_Taken en oefeningen_
1) Herhaal het volledige artikel over onrechtmatige bedingen in overeenkomsten tussen ondernemingen woord voor woord.
2) Bewerk in de records alles vanaf de regel met "Your job is to identify where the tablet appears." tot en met de regel met "171,230 -> 393,614" door "patterned scarf" te vervangen door "striped scarf". Geef alleen die regels terug en laat de rest ongewijzigd.
━━━ Artikel
Eerder schreef hier Professor Evelyne Terryn over de verregaande inperking van de contractsvrijheid in de “B2B”-context: door de Wet van 4 april 2019:
“Tot hiertoe liet het Belgisch recht enkel een controle toe van onrechtmatige bedingen in overeenkomsten tussen ondernemingen en consumenten. Na de inwerkingtreding van de nieuwe wet, zullen de rechters ook controle kunnen uitoefenen over overeenkomsten tussen ondernemingen.
De regeling krijgt een bijzonder ruim toepassingsgebied. Het gaat om alle overeenkomsten tussen ondernemingen (in de ruime zin van Boek VI). Er is geen beperking wat de grootte van de ondernemingen betreft. Alleen voor ‘financiële diensten’ en voor ‘overheidsopdrachten en contracten die daaruit voortvloeien’ geldt een uitzondering. Men kan zich afvragen of en hoe dit onderscheid te rechtvaardigen valt. Kernbedingen blijven uitgezonderd van controle maar alleen als ze ‘duidelijk en begrijpelijk’ zijn opgesteld. Anders dan bijv. in Nederland, is de Belgische regeling evenmin beperkt tot standaardcontracten.
De controle zal gebeuren aan de hand van een ‘zwarte’ lijst (in alle omstandigheden onrechtmatig) van vier clausules; een ‘grijze’ lijst (vermoeden van onrechtmatigheid) van acht clausules en een algemene norm die, net als bij consumenten, bedingen verbiedt die, ‘alleen of in samenhang met één of meer andere bedingen, een kennelijk onevenwicht schept tussen de rechten en plichten van de partijen’. Bij de beoordeling wordt rekening gehouden met de omstandigheden bij het sluiten van het contract, de algemene economie van het contract, ‘alle geldende handelsgebruiken’ en de andere bedingen van het contract of een samenhangend contract. Ook de duidelijkheid en begrijpelijkheid is een element bij de beoordeling.
━━━━━━
━━━ Records
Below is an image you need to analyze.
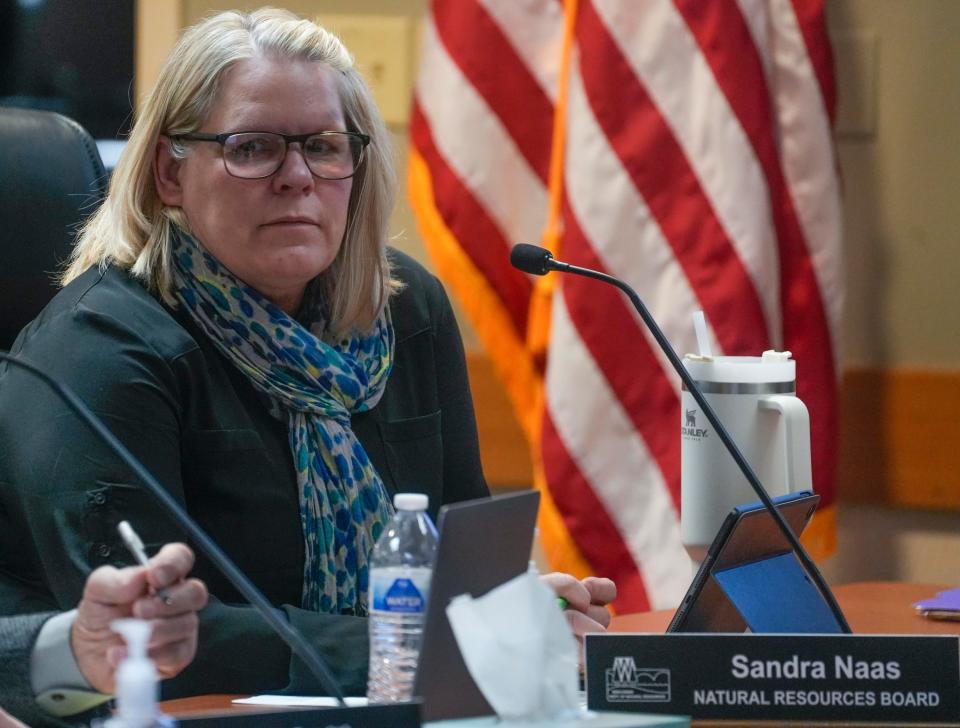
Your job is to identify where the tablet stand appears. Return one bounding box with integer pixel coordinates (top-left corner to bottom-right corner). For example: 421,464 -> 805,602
713,552 -> 843,634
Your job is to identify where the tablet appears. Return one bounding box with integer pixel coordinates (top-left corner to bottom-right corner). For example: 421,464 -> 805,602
667,490 -> 820,632
414,491 -> 540,722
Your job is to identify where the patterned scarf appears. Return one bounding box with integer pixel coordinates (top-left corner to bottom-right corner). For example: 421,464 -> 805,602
171,230 -> 393,614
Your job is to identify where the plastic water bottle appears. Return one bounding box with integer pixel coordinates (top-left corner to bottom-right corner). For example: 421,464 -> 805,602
92,619 -> 177,728
367,493 -> 437,703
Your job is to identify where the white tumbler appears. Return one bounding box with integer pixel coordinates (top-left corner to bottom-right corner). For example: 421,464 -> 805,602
680,351 -> 813,562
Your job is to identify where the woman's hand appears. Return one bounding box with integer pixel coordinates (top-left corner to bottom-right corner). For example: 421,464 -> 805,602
70,543 -> 207,693
540,572 -> 617,641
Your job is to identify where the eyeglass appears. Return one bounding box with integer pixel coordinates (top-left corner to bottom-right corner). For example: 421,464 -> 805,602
170,131 -> 370,179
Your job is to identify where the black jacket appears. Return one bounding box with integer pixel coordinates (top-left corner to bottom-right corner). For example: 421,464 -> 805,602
0,253 -> 487,698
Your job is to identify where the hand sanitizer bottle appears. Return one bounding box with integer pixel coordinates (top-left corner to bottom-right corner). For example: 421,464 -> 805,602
103,619 -> 177,728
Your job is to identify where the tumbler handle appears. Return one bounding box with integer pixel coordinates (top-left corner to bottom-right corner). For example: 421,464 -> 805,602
758,394 -> 813,493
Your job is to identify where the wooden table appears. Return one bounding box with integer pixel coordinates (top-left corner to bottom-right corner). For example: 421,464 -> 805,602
610,581 -> 960,636
161,581 -> 960,728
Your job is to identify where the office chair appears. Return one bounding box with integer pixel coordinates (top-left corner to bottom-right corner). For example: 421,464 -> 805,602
0,107 -> 107,349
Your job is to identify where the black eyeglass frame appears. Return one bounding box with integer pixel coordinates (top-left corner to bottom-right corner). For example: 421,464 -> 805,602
170,130 -> 370,180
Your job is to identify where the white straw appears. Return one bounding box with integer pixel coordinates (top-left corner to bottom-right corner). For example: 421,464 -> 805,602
693,311 -> 713,358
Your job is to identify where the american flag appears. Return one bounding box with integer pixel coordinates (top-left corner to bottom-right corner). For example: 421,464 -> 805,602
409,0 -> 844,611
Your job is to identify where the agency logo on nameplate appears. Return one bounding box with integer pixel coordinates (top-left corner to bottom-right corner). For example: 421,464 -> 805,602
586,633 -> 960,724
606,655 -> 670,703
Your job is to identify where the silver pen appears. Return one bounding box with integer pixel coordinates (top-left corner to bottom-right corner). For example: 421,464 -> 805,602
117,521 -> 173,606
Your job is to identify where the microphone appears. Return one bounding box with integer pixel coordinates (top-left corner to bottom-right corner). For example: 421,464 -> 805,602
━━━━━━
_Antwoorden per taak_
1)
Eerder schreef hier Professor Evelyne Terryn over de verregaande inperking van de contractsvrijheid in de “B2B”-context: door de Wet van 4 april 2019:
“Tot hiertoe liet het Belgisch recht enkel een controle toe van onrechtmatige bedingen in overeenkomsten tussen ondernemingen en consumenten. Na de inwerkingtreding van de nieuwe wet, zullen de rechters ook controle kunnen uitoefenen over overeenkomsten tussen ondernemingen.
De regeling krijgt een bijzonder ruim toepassingsgebied. Het gaat om alle overeenkomsten tussen ondernemingen (in de ruime zin van Boek VI). Er is geen beperking wat de grootte van de ondernemingen betreft. Alleen voor ‘financiële diensten’ en voor ‘overheidsopdrachten en contracten die daaruit voortvloeien’ geldt een uitzondering. Men kan zich afvragen of en hoe dit onderscheid te rechtvaardigen valt. Kernbedingen blijven uitgezonderd van controle maar alleen als ze ‘duidelijk en begrijpelijk’ zijn opgesteld. Anders dan bijv. in Nederland, is de Belgische regeling evenmin beperkt tot standaardcontracten.
De controle zal gebeuren aan de hand van een ‘zwarte’ lijst (in alle omstandigheden onrechtmatig) van vier clausules; een ‘grijze’ lijst (vermoeden van onrechtmatigheid) van acht clausules en een algemene norm die, net als bij consumenten, bedingen verbiedt die, ‘alleen of in samenhang met één of meer andere bedingen, een kennelijk onevenwicht schept tussen de rechten en plichten van de partijen’. Bij de beoordeling wordt rekening gehouden met de omstandigheden bij het sluiten van het contract, de algemene economie van het contract, ‘alle geldende handelsgebruiken’ en de andere bedingen van het contract of een samenhangend contract. Ook de duidelijkheid en begrijpelijkheid is een element bij de beoordeling.

2)
Your job is to identify where the tablet appears. Return one bounding box with integer pixel coordinates (top-left corner to bottom-right corner). For example: 421,464 -> 805,602
667,490 -> 820,632
414,491 -> 540,722
Your job is to identify where the striped scarf appears. Return one bounding box with integer pixel coordinates (top-left corner to bottom-right corner). For example: 421,464 -> 805,602
171,230 -> 393,614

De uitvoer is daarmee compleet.